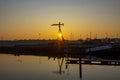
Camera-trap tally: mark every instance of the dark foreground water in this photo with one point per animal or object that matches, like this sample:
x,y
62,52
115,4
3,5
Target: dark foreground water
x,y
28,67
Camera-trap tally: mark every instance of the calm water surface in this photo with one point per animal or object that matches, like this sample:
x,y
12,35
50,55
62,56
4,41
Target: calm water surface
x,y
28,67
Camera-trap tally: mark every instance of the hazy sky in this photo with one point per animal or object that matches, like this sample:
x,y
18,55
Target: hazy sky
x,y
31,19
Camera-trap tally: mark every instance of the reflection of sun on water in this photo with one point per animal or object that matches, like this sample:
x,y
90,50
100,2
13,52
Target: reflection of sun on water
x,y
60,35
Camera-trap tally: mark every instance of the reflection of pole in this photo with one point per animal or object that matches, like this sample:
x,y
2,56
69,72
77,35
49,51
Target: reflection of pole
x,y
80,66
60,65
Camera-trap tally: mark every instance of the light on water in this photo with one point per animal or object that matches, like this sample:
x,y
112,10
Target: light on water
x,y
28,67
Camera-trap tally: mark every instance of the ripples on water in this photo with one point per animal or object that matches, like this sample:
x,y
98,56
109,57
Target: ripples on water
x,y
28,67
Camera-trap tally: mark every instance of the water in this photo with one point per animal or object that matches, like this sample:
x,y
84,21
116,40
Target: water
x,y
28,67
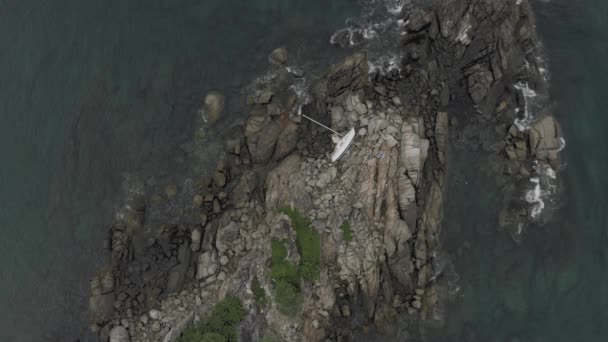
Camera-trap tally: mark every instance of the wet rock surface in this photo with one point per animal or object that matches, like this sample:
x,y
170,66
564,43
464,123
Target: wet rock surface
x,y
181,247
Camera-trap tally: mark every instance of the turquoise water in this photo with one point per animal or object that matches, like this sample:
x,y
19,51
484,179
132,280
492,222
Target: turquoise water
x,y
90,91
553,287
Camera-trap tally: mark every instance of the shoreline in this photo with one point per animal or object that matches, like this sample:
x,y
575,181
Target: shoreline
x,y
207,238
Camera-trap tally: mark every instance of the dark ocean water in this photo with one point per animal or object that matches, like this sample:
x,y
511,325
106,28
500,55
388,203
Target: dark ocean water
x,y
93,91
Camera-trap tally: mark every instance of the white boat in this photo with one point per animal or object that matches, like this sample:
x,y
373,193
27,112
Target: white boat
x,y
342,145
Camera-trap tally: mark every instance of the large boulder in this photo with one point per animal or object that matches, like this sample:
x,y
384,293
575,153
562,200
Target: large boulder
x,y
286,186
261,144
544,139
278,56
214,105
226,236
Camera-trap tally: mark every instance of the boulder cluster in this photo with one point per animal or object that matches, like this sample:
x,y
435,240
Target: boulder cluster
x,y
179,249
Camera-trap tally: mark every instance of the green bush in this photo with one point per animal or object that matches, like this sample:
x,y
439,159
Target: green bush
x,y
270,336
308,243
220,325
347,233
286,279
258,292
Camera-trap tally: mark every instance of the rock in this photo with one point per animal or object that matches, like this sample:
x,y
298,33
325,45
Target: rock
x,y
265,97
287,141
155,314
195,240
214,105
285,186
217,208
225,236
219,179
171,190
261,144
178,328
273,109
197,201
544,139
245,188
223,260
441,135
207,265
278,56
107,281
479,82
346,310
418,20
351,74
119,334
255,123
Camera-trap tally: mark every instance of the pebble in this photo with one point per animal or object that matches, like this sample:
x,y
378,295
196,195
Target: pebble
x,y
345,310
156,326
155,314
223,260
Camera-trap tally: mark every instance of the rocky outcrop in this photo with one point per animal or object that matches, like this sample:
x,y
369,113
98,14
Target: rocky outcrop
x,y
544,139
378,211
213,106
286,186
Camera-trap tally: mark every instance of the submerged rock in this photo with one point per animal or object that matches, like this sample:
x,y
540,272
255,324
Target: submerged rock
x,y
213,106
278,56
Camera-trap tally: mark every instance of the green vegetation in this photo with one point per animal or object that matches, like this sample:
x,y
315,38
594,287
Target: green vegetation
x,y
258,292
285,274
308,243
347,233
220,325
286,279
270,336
--
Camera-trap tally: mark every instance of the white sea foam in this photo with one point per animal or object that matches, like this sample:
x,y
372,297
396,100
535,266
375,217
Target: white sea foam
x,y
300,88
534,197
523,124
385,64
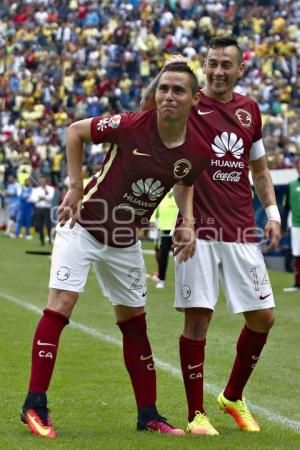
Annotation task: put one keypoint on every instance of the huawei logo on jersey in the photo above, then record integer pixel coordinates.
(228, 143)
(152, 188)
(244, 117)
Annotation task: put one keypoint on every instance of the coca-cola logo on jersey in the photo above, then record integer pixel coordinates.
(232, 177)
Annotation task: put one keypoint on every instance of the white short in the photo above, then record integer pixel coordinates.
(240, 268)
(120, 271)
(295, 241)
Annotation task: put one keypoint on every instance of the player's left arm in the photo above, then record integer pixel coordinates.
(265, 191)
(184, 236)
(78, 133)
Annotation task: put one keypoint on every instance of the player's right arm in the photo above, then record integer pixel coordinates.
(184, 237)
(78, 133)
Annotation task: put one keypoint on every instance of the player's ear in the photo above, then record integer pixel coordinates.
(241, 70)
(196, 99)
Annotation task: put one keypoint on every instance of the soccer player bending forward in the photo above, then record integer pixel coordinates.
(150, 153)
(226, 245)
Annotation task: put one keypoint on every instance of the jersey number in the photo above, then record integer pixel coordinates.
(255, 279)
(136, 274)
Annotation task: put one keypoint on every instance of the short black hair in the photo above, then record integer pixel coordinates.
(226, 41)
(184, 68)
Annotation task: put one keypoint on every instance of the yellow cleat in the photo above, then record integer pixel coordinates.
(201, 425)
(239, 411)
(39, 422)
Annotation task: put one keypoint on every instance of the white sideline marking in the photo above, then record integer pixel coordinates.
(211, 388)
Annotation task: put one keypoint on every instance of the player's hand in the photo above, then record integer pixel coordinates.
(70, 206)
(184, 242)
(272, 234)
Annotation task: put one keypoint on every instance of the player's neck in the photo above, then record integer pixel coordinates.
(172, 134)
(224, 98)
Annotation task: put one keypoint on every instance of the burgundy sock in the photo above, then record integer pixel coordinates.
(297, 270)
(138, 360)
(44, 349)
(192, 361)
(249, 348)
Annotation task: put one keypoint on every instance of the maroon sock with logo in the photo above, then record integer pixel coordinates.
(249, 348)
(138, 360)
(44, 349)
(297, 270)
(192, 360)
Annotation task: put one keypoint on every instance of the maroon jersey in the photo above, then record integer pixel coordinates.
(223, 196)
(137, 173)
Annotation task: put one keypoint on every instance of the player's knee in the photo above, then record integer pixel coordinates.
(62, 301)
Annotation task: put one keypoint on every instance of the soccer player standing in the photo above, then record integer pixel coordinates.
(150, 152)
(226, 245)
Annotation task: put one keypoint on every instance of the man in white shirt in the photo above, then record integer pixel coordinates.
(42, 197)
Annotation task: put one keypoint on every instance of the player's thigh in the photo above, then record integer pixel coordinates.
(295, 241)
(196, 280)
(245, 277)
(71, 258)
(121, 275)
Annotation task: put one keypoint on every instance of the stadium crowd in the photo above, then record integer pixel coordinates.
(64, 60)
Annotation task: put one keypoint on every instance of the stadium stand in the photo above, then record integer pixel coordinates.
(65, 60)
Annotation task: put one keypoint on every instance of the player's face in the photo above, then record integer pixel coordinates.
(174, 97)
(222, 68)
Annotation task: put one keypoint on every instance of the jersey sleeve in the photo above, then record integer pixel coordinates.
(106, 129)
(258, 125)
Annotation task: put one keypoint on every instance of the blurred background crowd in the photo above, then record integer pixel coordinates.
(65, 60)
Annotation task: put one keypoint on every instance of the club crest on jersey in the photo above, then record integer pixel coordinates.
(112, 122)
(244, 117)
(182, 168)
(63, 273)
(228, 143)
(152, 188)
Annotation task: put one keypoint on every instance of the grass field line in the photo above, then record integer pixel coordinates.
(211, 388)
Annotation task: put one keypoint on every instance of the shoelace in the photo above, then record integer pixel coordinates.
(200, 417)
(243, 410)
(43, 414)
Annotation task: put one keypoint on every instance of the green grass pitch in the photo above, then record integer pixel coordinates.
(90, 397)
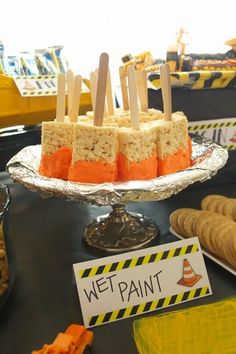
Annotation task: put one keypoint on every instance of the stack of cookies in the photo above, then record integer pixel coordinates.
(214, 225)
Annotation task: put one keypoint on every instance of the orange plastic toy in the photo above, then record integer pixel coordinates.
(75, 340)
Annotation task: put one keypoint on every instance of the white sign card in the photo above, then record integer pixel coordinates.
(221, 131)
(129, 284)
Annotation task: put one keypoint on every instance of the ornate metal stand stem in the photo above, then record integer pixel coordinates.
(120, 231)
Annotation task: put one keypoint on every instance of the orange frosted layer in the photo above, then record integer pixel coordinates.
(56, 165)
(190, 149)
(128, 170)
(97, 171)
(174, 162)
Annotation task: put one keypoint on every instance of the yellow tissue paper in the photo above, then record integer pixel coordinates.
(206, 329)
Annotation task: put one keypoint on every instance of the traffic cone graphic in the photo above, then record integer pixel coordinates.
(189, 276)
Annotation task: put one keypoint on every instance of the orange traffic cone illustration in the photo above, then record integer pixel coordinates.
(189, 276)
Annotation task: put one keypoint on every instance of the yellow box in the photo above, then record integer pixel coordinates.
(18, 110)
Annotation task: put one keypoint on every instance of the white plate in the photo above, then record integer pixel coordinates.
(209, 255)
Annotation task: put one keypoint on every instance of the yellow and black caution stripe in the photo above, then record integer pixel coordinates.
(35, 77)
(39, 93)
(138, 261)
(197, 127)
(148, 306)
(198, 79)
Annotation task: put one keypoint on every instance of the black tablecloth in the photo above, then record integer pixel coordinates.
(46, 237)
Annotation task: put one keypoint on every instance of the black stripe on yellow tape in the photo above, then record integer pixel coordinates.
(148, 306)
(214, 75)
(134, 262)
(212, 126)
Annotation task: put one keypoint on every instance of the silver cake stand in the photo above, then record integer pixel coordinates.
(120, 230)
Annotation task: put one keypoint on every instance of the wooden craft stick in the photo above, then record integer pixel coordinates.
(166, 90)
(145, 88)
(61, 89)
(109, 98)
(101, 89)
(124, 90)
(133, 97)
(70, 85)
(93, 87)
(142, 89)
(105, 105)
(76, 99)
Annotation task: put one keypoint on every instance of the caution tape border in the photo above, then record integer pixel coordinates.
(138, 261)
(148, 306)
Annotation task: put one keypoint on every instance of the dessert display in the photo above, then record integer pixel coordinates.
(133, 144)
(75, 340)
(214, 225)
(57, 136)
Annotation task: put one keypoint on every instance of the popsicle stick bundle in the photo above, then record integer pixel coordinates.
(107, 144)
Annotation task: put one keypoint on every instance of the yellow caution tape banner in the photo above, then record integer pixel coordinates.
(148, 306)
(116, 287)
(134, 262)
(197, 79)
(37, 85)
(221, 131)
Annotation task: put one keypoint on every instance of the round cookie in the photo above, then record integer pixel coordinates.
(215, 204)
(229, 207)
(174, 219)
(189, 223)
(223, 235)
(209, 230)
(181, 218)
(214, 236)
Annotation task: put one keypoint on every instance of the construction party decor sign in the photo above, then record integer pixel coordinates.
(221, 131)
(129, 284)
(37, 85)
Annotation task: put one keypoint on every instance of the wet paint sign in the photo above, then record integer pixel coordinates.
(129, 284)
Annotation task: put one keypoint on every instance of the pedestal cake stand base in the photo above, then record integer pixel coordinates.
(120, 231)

目標 |
上のレコードのうち、文字列「dark」を含む行をすべて返してください。大文字と小文字は区別します。

完全解答 |
Camera-trap tally: mark every instance of the dark foreground water in this photo with one point per animal or object that matches, like this sample:
Target: dark foreground water
Camera-trap tally: mark every instance of the dark ocean water in this photo with one point per animal or object that matches, like this sample:
Target: dark ocean water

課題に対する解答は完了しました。